Per me no, grazie: asessualità e rappresentazione
Quante volte capita di vedere un film qualsiasi e ad un certo punto i due protagonisti, rigorosamente uomo e donna, iniziano a scambiarsi sguardi languidi, ad avvicinarsi, finché non si arriva all’inevitabile bacio sfociante in una passionale scena di sesso? Probabilmente, qualcuno si sarà domandato se fosse proprio necessario inserire una storyline romantica in un film che poco c’entra con l’amore. In tal caso, inconsapevolmente, ci si sta immedesimando in chi è asessuale. Per farvi capire cosa intendo, vi spiego meglio.

────────────────────

### LAVORO DA SVOLGERE
[1] Rispondi a queste domande sul testo sull'asessualità:
(a) Come sono, per forza, i due protagonisti del film di cui si parla?
(b) Che cosa qualcuno si sarà chiesto, probabilmente?
(c) In chi ci si immedesima senza saperlo, in quel caso?
[2] Ripeti parola per parola il testo sull'asessualità da "Per me no, grazie: asessualità" a "vi spiego meglio.".
[3] Nel testo sull'asessualità, perché chi scrive dice di voler spiegare meglio?

────────────────────

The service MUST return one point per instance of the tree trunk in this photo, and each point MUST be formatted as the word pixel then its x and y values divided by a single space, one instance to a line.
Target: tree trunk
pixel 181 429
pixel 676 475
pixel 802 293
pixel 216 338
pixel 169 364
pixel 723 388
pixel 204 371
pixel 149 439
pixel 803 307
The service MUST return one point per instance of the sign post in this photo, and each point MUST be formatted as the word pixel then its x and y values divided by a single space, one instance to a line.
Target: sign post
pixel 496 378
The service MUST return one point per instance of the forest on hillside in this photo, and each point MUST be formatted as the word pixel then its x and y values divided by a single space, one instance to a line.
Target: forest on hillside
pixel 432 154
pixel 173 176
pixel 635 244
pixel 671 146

────────────────────

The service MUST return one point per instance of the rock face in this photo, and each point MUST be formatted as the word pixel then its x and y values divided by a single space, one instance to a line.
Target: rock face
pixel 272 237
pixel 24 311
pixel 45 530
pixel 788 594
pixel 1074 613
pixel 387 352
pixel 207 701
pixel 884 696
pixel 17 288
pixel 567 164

────────────────────

### ELENCO SOLUZIONI
[1]
(a) Sono un uomo e una donna.
(b) Se fosse davvero necessario mettere una storyline romantica in un film che c'entra poco con l'amore.
(c) In chi è asessuale.

[2]
Per me no, grazie: asessualità e rappresentazione
Quante volte capita di vedere un film qualsiasi e ad un certo punto i due protagonisti, rigorosamente uomo e donna, iniziano a scambiarsi sguardi languidi, ad avvicinarsi, finché non si arriva all’inevitabile bacio sfociante in una passionale scena di sesso? Probabilmente, qualcuno si sarà domandato se fosse proprio necessario inserire una storyline romantica in un film che poco c’entra con l’amore. In tal caso, inconsapevolmente, ci si sta immedesimando in chi è asessuale. Per farvi capire cosa intendo, vi spiego meglio.

[3] Per far capire cosa intende. Ha appena detto che chi si chiede se serviva una storyline romantica in un film che c'entra poco con l'amore si sta immedesimando, senza saperlo, in chi è asessuale.